Requirement:
Report every line in the records that contains the word "bacon", matching case exactly, and copy each such line in full.
---- Information provided
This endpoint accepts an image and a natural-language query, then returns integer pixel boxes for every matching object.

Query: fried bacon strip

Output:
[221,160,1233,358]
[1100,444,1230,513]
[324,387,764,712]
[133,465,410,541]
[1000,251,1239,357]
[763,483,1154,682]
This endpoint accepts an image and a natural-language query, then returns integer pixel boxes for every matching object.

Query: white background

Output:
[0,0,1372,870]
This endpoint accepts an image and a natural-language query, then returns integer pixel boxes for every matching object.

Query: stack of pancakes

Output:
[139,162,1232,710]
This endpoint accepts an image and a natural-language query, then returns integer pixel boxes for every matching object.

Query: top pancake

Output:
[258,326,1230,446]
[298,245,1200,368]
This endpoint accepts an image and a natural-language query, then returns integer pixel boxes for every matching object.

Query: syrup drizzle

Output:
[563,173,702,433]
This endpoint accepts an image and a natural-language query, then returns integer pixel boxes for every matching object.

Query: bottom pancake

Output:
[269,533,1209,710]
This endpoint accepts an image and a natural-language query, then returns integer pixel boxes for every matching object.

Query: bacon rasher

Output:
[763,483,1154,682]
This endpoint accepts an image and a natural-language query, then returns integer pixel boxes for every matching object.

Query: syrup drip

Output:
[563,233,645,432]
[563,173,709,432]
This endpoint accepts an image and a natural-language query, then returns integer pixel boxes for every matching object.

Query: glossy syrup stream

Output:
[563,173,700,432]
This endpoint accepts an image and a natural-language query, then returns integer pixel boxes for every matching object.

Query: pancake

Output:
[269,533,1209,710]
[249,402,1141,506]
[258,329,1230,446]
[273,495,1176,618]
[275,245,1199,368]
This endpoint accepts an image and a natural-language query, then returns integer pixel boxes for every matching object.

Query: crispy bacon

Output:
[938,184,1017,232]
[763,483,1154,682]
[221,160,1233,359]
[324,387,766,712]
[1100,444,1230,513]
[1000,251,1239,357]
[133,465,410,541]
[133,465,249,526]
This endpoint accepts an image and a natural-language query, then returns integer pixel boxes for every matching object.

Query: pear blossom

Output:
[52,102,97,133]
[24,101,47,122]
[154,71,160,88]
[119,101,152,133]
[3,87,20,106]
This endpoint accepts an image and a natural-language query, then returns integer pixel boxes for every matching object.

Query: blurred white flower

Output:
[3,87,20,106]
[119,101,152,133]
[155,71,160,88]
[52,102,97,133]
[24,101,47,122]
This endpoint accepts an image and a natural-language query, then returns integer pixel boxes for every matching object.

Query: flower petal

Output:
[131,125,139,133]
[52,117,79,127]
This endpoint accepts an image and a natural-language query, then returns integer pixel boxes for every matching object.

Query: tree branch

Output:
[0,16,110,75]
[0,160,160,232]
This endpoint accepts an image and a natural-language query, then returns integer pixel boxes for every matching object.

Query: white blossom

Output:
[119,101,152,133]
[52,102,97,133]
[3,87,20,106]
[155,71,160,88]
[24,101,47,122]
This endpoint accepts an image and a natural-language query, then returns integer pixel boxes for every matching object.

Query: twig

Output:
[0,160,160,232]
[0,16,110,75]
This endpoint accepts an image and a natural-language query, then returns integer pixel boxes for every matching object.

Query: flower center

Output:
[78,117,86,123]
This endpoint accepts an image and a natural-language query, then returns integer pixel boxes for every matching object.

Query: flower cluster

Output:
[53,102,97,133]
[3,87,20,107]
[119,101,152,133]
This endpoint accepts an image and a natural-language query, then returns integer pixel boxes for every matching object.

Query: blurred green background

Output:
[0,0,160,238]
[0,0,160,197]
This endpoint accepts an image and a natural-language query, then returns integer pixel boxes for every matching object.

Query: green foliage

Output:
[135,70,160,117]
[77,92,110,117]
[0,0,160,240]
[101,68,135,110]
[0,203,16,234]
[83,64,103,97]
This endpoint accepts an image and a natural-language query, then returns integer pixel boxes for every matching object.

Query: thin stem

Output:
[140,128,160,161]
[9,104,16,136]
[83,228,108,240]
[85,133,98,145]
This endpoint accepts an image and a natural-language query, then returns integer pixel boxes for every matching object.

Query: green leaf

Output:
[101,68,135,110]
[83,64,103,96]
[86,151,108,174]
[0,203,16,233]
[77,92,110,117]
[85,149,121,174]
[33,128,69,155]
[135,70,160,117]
--------
Task response:
Query: fried bacon strip
Query: bacon rasher
Query: crispy bacon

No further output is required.